Reproduce only the top of the records, down to and including the line containing "Task: indicate the roof".

::::

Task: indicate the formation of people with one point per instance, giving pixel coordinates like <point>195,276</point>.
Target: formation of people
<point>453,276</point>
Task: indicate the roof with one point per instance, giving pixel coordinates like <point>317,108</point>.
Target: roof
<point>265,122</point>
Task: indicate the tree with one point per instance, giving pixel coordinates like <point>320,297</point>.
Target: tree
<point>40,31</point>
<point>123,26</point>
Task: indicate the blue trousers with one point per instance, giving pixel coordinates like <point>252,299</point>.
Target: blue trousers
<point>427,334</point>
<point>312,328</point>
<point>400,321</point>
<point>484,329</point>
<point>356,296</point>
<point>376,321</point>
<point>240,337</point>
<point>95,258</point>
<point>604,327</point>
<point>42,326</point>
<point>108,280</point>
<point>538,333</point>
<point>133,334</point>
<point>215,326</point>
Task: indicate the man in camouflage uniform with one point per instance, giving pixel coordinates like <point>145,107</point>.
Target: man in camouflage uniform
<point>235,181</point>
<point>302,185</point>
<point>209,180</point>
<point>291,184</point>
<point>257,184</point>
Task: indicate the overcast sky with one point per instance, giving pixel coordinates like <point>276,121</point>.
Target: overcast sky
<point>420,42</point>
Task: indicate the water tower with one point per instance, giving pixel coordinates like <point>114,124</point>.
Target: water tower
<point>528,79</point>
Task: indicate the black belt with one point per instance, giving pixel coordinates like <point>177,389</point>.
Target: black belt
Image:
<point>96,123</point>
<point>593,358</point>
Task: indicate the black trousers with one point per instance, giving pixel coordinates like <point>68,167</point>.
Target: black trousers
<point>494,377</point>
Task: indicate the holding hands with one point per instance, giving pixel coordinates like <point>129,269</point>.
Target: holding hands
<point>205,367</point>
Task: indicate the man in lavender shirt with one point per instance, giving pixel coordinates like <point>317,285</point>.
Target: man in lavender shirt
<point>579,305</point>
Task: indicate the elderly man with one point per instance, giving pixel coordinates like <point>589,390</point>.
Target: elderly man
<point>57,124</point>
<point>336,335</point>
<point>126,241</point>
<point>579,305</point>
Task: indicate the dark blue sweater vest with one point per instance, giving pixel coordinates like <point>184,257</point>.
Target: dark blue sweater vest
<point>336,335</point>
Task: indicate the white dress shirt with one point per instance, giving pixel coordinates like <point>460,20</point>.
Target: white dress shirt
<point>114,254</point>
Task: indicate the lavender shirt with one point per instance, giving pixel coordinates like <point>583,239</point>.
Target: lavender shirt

::::

▶ [Response for this exercise]:
Task: indicate the formation of people with one point per instance, giving pixel coordinates like <point>195,276</point>.
Target: formation of people
<point>453,276</point>
Task: indicate the roof with one point per instance, giving pixel coordinates like <point>317,108</point>.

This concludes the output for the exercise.